§ **Problem to solve**
Reproduce the lines of the records below without any change, from the line containing "the white ceramic" through the end of the records, both ends included.

BEGIN Records supplied

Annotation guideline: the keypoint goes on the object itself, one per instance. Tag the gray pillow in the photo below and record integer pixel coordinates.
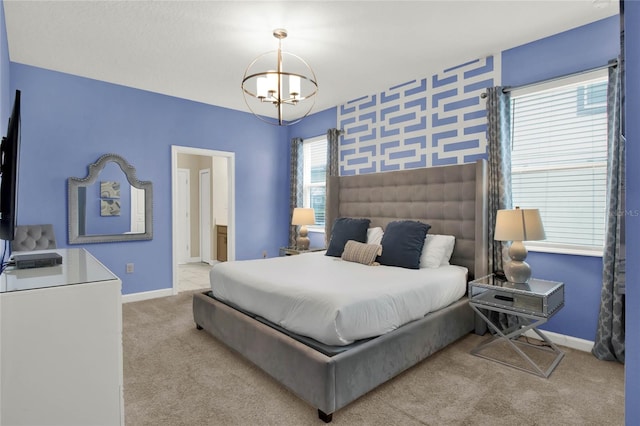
(402, 244)
(345, 229)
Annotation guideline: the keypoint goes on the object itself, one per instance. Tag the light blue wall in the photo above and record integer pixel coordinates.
(125, 117)
(632, 347)
(5, 98)
(68, 122)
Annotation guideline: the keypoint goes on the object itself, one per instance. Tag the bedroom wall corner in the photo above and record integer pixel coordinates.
(68, 122)
(5, 97)
(632, 309)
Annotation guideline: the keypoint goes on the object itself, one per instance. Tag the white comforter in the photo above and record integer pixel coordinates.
(334, 301)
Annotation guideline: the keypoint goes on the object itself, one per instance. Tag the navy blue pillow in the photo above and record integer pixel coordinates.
(402, 244)
(345, 229)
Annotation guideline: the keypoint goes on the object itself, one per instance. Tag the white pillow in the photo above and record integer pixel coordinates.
(374, 235)
(437, 250)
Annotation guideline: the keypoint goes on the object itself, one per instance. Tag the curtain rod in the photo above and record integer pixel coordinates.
(613, 63)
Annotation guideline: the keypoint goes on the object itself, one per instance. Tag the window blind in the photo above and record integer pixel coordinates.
(559, 159)
(314, 179)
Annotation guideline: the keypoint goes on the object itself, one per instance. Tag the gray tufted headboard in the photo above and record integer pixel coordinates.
(452, 199)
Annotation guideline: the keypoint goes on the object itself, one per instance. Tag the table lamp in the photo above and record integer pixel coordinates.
(518, 225)
(303, 217)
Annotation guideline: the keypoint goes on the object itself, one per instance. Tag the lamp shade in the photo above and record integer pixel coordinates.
(303, 216)
(519, 225)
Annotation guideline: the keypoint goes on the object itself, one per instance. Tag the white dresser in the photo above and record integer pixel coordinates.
(61, 344)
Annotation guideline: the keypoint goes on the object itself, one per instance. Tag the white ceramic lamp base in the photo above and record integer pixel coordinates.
(302, 242)
(517, 270)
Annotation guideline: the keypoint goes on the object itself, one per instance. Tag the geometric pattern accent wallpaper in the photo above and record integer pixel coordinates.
(431, 121)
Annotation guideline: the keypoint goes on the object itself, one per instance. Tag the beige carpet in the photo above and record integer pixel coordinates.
(177, 375)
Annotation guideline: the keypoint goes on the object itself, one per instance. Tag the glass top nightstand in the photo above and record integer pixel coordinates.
(532, 305)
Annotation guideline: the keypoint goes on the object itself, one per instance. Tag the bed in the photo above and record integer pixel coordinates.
(452, 199)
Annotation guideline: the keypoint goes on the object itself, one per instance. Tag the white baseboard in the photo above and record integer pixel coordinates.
(564, 340)
(146, 295)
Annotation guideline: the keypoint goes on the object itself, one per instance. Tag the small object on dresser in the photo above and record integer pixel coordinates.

END Records supplied

§ **Complete output**
Annotation guideline: the keypoint goes on the object itself, one per instance. Tag the white ceramic lamp base in the photo above and record integer pixel coordinates.
(302, 242)
(517, 270)
Annotation guideline: the keypoint goes on the object itself, one per instance. Tag the geometric pattern accent wallpaper in the photo above and record integer pixel coordinates.
(431, 121)
Annotation guideline: the keypoint goes on the object itself, one per instance. Tag the beige carpet in the photo above and record integer pixel coordinates.
(177, 375)
Annotation guideline: the keypoint goes on the object itself, one per instance. Tag the glass top nightstand in the photo above and record integer pixel coordinates.
(532, 305)
Annotation guideline: the keypoint goes on the object itself, one per instance. Tag the bed in the photo above and record integer pixel coordinates.
(452, 199)
Annotation guideline: the keypoint goes on the object itself, one per instance. Tag the white baseboard in the photo above and record integer pixel coordinates.
(564, 340)
(146, 295)
Annotation guideline: the keypoint goes on the object itself, one per instance. Tag the small object on dresser in the photo above and record integer pixel coordinates.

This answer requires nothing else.